TAREA 1 »
Pasa al inglés esta oración del texto sobre el origen del Parlamento: «Con el tiempo, las cortes fueron reduciendo progresivamente el poder del monarca hasta que, superadas las pretensiones absolutistas tras la victoria de los partidarios del constitucionalismo en las revoluciones inglesas del siglo XVII, la posición del rey quedó menguada y el Parlamento pasó a considerarse el representante de todo el reino».
TAREA 2 »
Sigue escribiendo el texto sobre el origen del Parlamento a partir de su última oración, con un párrafo más.

EL PAíS › OPINION
› Por José Natanson
Aunque algunos lo rastrean hasta los griegos y romanos, el origen del Parlamento suele situarse en la alta Edad Media, en las cortes o estamentos integrados por el clero, la aristocracia y los hombres libres encargados de aconsejar al rey, en particular en Gran Bretaña. Con el tiempo, las cortes fueron reduciendo progresivamente el poder del monarca hasta que, superadas las pretensiones absolutistas tras la victoria de los partidarios del constitucionalismo en las revoluciones inglesas del siglo XVII, la posición del rey quedó menguada y el Parlamento pasó a considerarse el representante de todo el reino. Tras el Acta de Unión (1707), las cortes constituyeron la base del primer Parlamento de Gran Bretaña, más tarde Parlamento del Reino Unido, país que registra la máxima continuidad evolutiva de la institución parlamentaria (cuya expresión es, desde luego, la Cámara de los Lores, hoy presente como un vestigio momificado, pero formalmente intacto, del parlamentarismo medieval).

REGISTROS DEL LISTADO »
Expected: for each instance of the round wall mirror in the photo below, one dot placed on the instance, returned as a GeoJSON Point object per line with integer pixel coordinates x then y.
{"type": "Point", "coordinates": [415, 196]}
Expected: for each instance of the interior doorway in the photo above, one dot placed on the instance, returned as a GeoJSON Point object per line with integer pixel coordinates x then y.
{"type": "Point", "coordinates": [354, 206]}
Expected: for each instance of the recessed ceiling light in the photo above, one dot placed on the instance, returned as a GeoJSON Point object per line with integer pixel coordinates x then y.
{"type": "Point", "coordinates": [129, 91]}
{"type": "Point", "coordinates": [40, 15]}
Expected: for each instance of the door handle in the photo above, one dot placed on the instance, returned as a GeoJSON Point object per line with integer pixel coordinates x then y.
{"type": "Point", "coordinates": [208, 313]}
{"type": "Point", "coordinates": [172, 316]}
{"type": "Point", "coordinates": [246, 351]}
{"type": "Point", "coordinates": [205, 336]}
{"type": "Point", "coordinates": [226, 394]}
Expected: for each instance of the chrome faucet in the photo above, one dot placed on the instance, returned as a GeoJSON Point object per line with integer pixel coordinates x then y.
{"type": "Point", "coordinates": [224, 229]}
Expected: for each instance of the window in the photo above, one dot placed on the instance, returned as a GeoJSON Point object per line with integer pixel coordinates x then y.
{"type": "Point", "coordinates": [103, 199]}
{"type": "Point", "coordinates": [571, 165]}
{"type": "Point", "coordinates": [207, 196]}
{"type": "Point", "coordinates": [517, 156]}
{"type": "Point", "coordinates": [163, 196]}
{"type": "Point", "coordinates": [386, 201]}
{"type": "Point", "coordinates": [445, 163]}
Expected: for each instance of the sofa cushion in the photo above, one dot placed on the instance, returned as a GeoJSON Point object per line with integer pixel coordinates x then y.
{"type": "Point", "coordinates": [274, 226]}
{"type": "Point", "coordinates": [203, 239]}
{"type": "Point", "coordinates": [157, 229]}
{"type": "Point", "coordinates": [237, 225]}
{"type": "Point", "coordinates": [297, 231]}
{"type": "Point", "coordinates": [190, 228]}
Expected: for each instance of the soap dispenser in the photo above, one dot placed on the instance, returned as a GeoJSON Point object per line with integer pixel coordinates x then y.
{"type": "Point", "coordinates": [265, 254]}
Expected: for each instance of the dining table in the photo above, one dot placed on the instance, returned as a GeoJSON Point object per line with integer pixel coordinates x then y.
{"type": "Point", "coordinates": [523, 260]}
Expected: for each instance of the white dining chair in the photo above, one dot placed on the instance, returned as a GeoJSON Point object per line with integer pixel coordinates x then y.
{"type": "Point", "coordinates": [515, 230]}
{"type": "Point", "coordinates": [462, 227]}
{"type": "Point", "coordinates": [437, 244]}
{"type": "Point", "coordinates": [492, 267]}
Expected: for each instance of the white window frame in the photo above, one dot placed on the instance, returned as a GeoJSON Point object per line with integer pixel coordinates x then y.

RESPUESTA ESPERADA 1 »
Over time, the courts progressively reduced the monarch's power until, once the absolutist claims had been overcome after the victory of the supporters of constitutionalism in the English revolutions of the seventeenth century, the king's position was diminished and Parliament came to be regarded as the representative of the whole kingdom.

RESPUESTA ESPERADA 2 »
Los parlamentos modernos, el inglés o aquellos paridos por la Revolución francesa, inauguraron la representación política tal como la conocemos hoy, en el sentido de un conjunto de legisladores elegidos por un período determinado, sin mandato imperativo, encargados de formar gobierno y administrar el Estado. Los Parlamentos liberales se sustentaban en el ideal del diálogo como generador de soluciones racionales a los problemas del país. Integrados por notables y votados por sufragio censitario, funcionaban –más allá de la clásica división entre liberales y conservadores– como defensores de los derechos de los propietarios.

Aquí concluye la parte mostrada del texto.